(Image point grounding data)
========================================

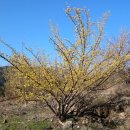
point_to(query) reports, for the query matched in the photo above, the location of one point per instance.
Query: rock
(49, 128)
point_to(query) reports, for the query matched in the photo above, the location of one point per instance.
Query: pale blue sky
(28, 20)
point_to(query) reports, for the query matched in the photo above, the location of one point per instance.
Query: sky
(28, 21)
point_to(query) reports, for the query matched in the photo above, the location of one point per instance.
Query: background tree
(68, 86)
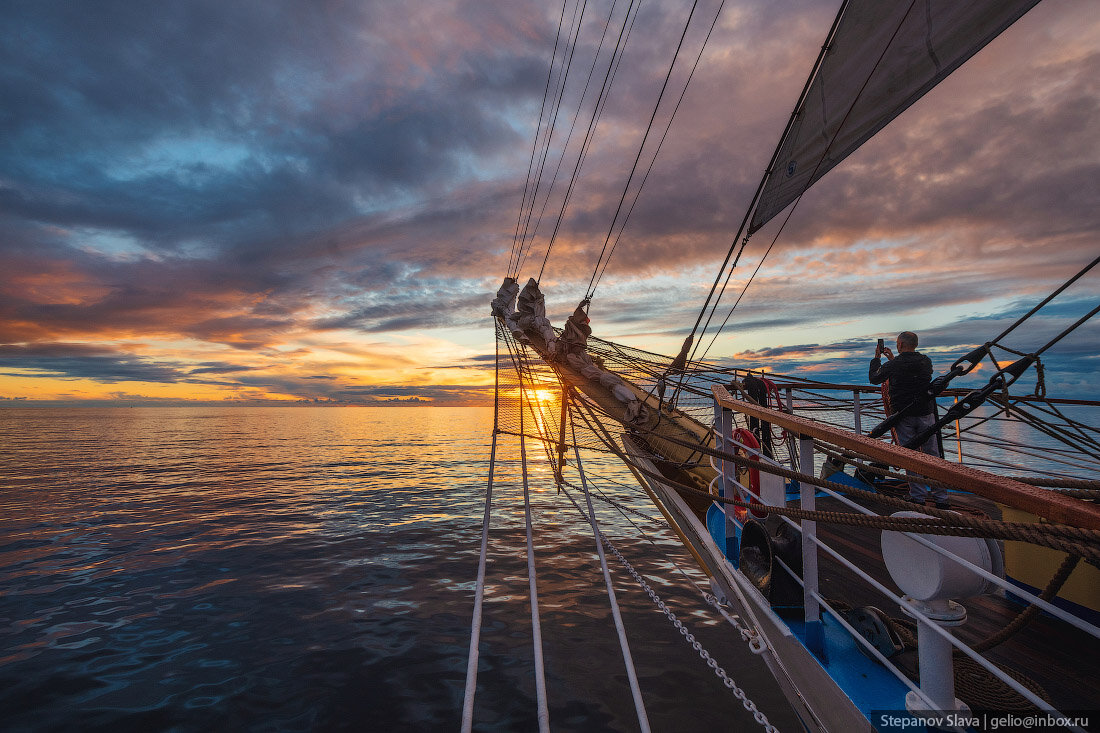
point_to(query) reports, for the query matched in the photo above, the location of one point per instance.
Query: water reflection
(308, 568)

========================================

- **WORK TO COMPLETE**: This task calls for an exact copy of the data above, without pictures.

- **ANSWER SECTION**:
point_to(query) reports, for the query matched in the photo above, the location of one point per instance.
Query: rock
(49, 128)
point_to(query) reports, for the query matched in the photo above, the location of one point per instance.
Query: pale blue sky
(28, 20)
point_to(query) reports, for the query matched in the photo above, the location of one point per instance.
Query: sky
(28, 21)
point_to(query) reports, for the query matched in the photo above, the location of one point per instance.
Query: background tree
(68, 86)
point_to(query) reports, for the query matched in the photo above, the location of one point per instance.
Query: water reflection
(308, 568)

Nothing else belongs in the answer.